### Objective
Reproduce the material exactly, omitting nothing.

### Data extract
** BEGIN **

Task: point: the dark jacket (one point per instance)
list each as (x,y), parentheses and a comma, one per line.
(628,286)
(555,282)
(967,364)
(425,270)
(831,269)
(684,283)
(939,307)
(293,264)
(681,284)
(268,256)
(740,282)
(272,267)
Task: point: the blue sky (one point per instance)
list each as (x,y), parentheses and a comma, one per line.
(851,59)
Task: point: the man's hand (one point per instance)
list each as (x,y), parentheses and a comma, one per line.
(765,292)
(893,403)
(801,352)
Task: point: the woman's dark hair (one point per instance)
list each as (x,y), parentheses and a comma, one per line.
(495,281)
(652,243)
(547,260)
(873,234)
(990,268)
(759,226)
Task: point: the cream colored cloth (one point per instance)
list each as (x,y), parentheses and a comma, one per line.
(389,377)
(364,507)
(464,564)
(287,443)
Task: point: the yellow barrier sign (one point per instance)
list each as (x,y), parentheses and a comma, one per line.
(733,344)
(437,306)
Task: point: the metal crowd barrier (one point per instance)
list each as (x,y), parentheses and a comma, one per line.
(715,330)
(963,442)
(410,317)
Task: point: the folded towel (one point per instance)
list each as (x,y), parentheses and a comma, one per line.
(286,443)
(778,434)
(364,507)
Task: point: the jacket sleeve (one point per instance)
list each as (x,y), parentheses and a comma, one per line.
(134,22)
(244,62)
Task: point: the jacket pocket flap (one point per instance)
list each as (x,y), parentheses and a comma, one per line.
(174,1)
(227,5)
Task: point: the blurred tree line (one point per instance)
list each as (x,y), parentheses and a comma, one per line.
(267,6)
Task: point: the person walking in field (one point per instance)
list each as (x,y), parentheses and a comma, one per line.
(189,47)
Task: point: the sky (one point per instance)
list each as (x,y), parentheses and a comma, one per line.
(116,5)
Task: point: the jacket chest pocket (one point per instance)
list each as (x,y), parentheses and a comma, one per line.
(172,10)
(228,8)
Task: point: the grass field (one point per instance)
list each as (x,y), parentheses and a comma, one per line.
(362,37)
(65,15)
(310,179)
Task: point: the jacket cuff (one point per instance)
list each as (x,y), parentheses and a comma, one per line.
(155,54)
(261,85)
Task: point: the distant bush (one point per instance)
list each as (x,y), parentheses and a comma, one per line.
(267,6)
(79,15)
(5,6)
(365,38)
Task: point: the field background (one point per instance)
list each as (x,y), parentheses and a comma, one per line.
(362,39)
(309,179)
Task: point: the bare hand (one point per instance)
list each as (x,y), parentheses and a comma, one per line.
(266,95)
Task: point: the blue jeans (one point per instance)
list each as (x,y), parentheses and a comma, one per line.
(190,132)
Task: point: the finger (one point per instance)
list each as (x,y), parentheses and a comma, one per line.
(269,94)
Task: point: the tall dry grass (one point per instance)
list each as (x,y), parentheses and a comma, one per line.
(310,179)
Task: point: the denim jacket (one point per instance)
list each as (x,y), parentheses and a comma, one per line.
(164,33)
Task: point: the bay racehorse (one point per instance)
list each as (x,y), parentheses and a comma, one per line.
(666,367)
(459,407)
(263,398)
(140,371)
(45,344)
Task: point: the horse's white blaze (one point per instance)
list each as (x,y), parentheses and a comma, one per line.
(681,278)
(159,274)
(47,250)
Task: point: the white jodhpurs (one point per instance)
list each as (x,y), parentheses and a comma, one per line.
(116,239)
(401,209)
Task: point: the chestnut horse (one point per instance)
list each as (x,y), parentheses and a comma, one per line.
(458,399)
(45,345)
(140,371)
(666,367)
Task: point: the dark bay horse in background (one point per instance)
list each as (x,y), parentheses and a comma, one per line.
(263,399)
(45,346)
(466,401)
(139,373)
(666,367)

** END **

### Answer to the problem
Task: point: the dark jacket (one point per instance)
list each as (x,y), parentheses and a comma, one per line.
(628,286)
(555,282)
(967,364)
(425,270)
(831,269)
(684,283)
(939,307)
(293,264)
(681,284)
(268,256)
(740,282)
(272,267)
Task: point: the blue sky (one point per instance)
list each as (x,y), parentheses and a comma, one per line.
(851,59)
Task: point: the man's hand (one point per instance)
list each as (x,y), parentheses and a comma, one per line.
(765,292)
(893,403)
(801,352)
Task: point: the woman's dark hair (one point per instance)
list each as (x,y), parentheses and a comma, one per line.
(495,281)
(652,243)
(547,260)
(873,234)
(990,268)
(759,226)
Task: point: the cream colored cloth (one point per instance)
list each as (x,y), parentheses and a comma, one per line.
(389,377)
(364,507)
(464,564)
(287,443)
Task: point: the yellow barrier sign (one point per instance)
list each as (x,y), parentheses and a comma, one per line.
(733,344)
(437,306)
Task: point: the metal crowd barrier (one point per instance)
list each as (x,y), parentheses and a comma, one per line.
(715,330)
(963,442)
(410,317)
Task: point: the folded towel (one point per instance)
list each as (x,y), parentheses and a comma, one per line.
(286,443)
(778,434)
(364,507)
Task: point: the jacket sleeve (one point per instance)
list each as (x,y), parentheses and a comma, one per line.
(134,22)
(244,62)
Task: point: the jacket pocket flap (one point per instance)
list each as (x,y), parentheses and a comma, one per line.
(174,1)
(227,5)
Task: point: the blurred tree line (one point per instance)
list each as (x,y), parentheses and a comma, one per line.
(267,6)
Task: point: the person walking in field (one point per instance)
list each as (x,y), parentheses and a comma, one per line.
(189,47)
Task: point: the sky (one point per instance)
list each as (x,y), parentheses and a comma, one per line.
(116,5)
Task: point: the jacket chest pocket (one point per instance)
list each as (x,y), parentheses and a comma, one per line.
(172,10)
(228,8)
Task: point: the grass field (one point per instance)
list each as (x,y), parentheses and a comma, one per line.
(362,37)
(65,15)
(310,179)
Task: point: the jacket cuff (one point per instance)
list each as (x,y), parentheses and a comma, one per line.
(155,54)
(261,85)
Task: point: the distant bush (one point per instance)
list each as (x,y), parentheses and a comma, one per line.
(267,6)
(79,15)
(5,6)
(365,38)
Task: point: the field background (one point per instance)
list each as (x,y), parentheses and a comma, one per line.
(362,39)
(309,179)
Task: point: the bare hand (one point per instance)
list each as (x,y), parentheses and a comma, one per line.
(266,95)
Task: point: the blue jeans (one point per instance)
list each as (x,y), parentheses and a comma, one per line.
(190,132)
Task: point: the finger (one point per instance)
list each as (x,y), parentheses and a comma, one per line.
(269,94)
Task: point: the tall dry grass (one point per instance)
list each as (x,y), parentheses and a comma, one per line.
(310,179)
Task: point: the denim jacket (one point per instance)
list each as (x,y), parentheses and a comma, one per line.
(164,33)
Task: point: the bay racehorse (one point per instance)
list each as (x,y), parentheses and a comma, one per line.
(666,367)
(459,407)
(263,398)
(140,371)
(45,344)
Task: point: the horse's white blaze (one point per instance)
list each as (x,y), parentheses and a comma, one per line.
(681,278)
(159,274)
(47,250)
Task: point: the white jodhpurs (one point per instance)
list each as (x,y), parentheses and a comma, one per line.
(116,239)
(401,209)
Task: point: the chestnut horse (one point per instance)
list each as (x,y), parentheses and a comma, one per line.
(458,399)
(45,345)
(140,371)
(666,367)
Task: point: the dark bay horse in background (one point per instance)
list each as (x,y), parentheses and a comma, one per line.
(263,399)
(45,346)
(466,401)
(139,373)
(666,367)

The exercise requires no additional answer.